● Entries provided:
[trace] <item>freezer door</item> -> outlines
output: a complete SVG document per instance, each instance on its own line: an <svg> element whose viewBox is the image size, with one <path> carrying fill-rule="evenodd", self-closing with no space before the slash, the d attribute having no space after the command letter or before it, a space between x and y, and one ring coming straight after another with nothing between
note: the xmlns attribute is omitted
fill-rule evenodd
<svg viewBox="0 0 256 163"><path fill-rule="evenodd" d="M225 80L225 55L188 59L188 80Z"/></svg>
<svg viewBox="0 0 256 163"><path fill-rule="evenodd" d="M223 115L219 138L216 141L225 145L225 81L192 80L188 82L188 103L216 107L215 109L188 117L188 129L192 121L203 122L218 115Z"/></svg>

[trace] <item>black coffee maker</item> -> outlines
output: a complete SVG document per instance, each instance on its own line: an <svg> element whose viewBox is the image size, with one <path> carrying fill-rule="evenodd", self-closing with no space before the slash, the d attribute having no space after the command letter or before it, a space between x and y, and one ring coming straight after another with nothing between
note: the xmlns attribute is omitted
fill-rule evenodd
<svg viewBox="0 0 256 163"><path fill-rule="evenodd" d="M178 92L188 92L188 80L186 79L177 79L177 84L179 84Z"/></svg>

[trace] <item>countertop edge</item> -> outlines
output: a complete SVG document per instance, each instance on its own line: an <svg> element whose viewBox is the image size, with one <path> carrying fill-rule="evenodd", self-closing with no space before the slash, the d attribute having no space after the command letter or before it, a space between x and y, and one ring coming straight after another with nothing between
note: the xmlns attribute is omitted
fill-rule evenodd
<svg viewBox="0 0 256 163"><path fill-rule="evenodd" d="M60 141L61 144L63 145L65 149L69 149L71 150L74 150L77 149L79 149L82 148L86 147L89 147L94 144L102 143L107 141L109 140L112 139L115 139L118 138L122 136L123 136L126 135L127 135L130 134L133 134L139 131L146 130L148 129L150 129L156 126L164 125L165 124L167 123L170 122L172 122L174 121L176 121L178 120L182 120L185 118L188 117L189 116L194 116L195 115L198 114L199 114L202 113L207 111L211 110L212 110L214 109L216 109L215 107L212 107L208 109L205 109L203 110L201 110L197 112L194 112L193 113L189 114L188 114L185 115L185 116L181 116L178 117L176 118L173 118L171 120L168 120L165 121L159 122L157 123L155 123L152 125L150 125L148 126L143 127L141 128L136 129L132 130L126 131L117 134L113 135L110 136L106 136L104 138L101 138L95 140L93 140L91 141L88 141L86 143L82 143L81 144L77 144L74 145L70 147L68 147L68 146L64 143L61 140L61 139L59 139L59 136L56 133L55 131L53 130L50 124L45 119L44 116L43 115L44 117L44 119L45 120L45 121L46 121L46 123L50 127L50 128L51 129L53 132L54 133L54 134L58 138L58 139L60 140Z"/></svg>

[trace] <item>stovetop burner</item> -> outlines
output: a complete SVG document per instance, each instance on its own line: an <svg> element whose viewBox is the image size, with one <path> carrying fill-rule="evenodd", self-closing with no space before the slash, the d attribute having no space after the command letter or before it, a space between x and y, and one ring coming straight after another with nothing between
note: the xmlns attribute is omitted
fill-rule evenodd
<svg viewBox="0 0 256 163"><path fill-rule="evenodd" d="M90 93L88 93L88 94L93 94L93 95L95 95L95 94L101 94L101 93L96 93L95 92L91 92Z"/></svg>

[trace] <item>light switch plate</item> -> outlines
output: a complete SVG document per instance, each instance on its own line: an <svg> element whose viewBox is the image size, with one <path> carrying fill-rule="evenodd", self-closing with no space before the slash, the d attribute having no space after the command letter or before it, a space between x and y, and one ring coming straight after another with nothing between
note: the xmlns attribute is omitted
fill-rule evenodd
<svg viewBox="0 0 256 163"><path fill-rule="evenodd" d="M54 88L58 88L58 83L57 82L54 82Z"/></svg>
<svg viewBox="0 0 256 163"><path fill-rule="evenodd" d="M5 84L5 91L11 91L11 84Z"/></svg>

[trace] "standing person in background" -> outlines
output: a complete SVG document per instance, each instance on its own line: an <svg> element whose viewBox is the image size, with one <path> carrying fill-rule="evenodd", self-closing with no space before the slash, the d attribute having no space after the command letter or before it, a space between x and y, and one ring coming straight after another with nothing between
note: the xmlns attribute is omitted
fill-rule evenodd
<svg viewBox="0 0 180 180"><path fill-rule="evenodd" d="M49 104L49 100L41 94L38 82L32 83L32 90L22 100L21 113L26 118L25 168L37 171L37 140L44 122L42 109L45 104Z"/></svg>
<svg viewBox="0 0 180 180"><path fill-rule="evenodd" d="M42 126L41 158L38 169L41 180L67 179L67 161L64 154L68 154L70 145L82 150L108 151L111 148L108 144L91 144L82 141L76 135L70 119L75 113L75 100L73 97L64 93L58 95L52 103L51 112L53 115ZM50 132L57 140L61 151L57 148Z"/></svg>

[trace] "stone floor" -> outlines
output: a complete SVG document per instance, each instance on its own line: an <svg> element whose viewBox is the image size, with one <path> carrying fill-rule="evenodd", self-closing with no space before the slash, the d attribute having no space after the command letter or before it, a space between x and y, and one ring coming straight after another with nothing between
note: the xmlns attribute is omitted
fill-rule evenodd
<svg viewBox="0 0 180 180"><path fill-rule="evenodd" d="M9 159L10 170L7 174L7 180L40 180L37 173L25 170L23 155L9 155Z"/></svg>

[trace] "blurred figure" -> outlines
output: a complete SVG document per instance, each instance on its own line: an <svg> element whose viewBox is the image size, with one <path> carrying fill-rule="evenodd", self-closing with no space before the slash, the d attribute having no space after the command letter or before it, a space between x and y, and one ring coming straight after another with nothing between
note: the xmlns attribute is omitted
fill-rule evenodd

● Work to be completed: Rewrite the listing above with each "outlines" changed to "contours" and every other character left as it is.

● Task result:
[trace] <item>freezer door</item> -> contours
output: a complete SVG document per instance, each instance on its own line: an <svg> element whose viewBox is the image size, with one <path> carrying fill-rule="evenodd", self-closing with no space before the slash, the d attribute having no space after the command letter or before it, a space between x and y, and one ring coming straight after another with nothing between
note: the xmlns attribute is omitted
fill-rule evenodd
<svg viewBox="0 0 256 163"><path fill-rule="evenodd" d="M225 80L225 55L188 59L188 80Z"/></svg>
<svg viewBox="0 0 256 163"><path fill-rule="evenodd" d="M223 115L219 138L216 141L225 145L225 81L192 80L188 82L188 103L216 107L215 109L188 117L188 129L192 121L203 122L218 115Z"/></svg>

[trace] <item>black coffee maker</item> -> contours
output: a complete SVG document per instance, each instance on its own line: an <svg> element whose viewBox is the image size, with one <path> carrying fill-rule="evenodd", self-closing with no space before the slash, the d attribute having no space after the command letter or before it, a space between x and y, and one ring coming straight after another with nothing between
note: the xmlns attribute is omitted
fill-rule evenodd
<svg viewBox="0 0 256 163"><path fill-rule="evenodd" d="M178 92L188 92L188 80L186 79L177 79L177 84L179 84Z"/></svg>

[trace] <item>countertop edge</item> -> contours
output: a complete SVG document per instance, each instance on its own line: an <svg> element whose viewBox is the image size, with one <path> carrying fill-rule="evenodd", self-closing with no space before the slash, the d attribute having no space after the command letter or before it, a space between x and y, and one ring coming straight after another with nothing between
note: the xmlns attribute is omitted
fill-rule evenodd
<svg viewBox="0 0 256 163"><path fill-rule="evenodd" d="M60 141L61 144L63 145L65 149L69 149L71 150L74 150L77 149L79 149L82 148L86 147L89 147L94 144L102 143L107 141L109 140L112 139L115 139L118 138L122 136L123 136L126 135L127 135L130 134L133 134L139 131L146 130L148 129L150 129L156 126L164 125L165 124L167 123L170 122L172 122L174 121L176 121L178 120L182 120L185 118L188 117L189 116L194 116L195 115L198 114L199 114L202 113L207 111L211 110L212 110L214 109L216 109L215 107L212 107L208 109L205 109L203 110L201 110L197 112L194 112L193 113L189 114L188 114L185 115L185 116L181 116L178 117L176 118L173 118L171 120L168 120L165 121L159 122L157 123L155 123L152 125L150 125L148 126L143 127L141 128L136 129L132 130L126 131L117 134L113 135L110 136L106 136L104 138L101 138L95 140L93 140L91 141L88 141L86 143L82 143L81 144L77 144L74 145L70 147L68 147L68 146L64 143L61 140L61 139L59 139L59 136L56 133L55 131L53 130L50 124L45 119L44 116L43 115L44 117L44 119L45 120L45 121L46 121L46 123L50 127L50 128L51 129L53 132L54 133L54 134L58 138L58 139L60 140Z"/></svg>

[trace] <item>stovetop burner</item> -> contours
output: a complete SVG document per instance, each instance on its own line: an <svg> element whose viewBox is the image size, with one <path> carrying fill-rule="evenodd", self-closing with no space before the slash, the d attribute having no space after the command letter or before it, a space between x and y, and one ring coming straight after another with nothing between
note: the xmlns attribute is omitted
fill-rule evenodd
<svg viewBox="0 0 256 163"><path fill-rule="evenodd" d="M90 93L88 93L88 94L93 94L93 95L95 95L95 94L101 94L101 93L96 93L95 92L91 92Z"/></svg>

[trace] <item>light switch plate</item> -> contours
output: a complete SVG document per instance, each instance on its own line: an <svg> element whose viewBox is the image size, with one <path> carrying fill-rule="evenodd", self-closing with no space before the slash, the d attribute having no space after the command letter or before it, a space between x and y, and one ring coming straight after another with nothing between
note: the xmlns attribute is omitted
fill-rule evenodd
<svg viewBox="0 0 256 163"><path fill-rule="evenodd" d="M54 88L58 88L58 83L57 82L54 82Z"/></svg>
<svg viewBox="0 0 256 163"><path fill-rule="evenodd" d="M5 84L5 91L11 91L11 84Z"/></svg>

[trace] "standing person in background" -> contours
output: a complete SVG document per instance, each instance on its own line: an <svg> element whose viewBox is the image size, with one <path> carrying fill-rule="evenodd", self-closing with no space before the slash, the d attribute having no space after the command letter or before it, a space between x and y, and one ring coming straight after another with nothing between
note: the xmlns attribute is omitted
fill-rule evenodd
<svg viewBox="0 0 180 180"><path fill-rule="evenodd" d="M49 104L49 100L41 94L38 82L32 83L32 90L22 100L21 113L26 118L25 168L37 171L37 140L44 122L42 109L45 104Z"/></svg>
<svg viewBox="0 0 180 180"><path fill-rule="evenodd" d="M42 126L41 158L38 169L41 180L67 179L67 161L64 154L68 154L70 145L82 150L108 151L111 148L108 144L91 144L82 141L76 135L70 119L75 113L75 100L73 97L64 93L58 95L52 103L51 112L53 115ZM50 132L57 140L61 151L57 148Z"/></svg>

[trace] "stone floor" -> contours
output: a complete SVG document per instance, each instance on its own line: an <svg> element whose viewBox is the image size, with one <path> carrying fill-rule="evenodd", self-closing with no space before the slash, the d attribute having no space after the command letter or before it, a space between x and y, and one ring coming straight after another with nothing between
note: the xmlns attribute is omitted
fill-rule evenodd
<svg viewBox="0 0 180 180"><path fill-rule="evenodd" d="M9 159L10 170L7 174L7 180L40 180L37 173L25 170L23 155L9 155Z"/></svg>

[trace] "blurred figure" -> contours
output: a complete SVG document per instance, each instance on its own line: an <svg> element whose viewBox is the image size, with one <path> carrying fill-rule="evenodd", self-closing with no space before the slash, the d attribute having no space after the command letter or before it, a space between x and y, and one ring coming straight after another with nothing between
note: the xmlns attribute is omitted
fill-rule evenodd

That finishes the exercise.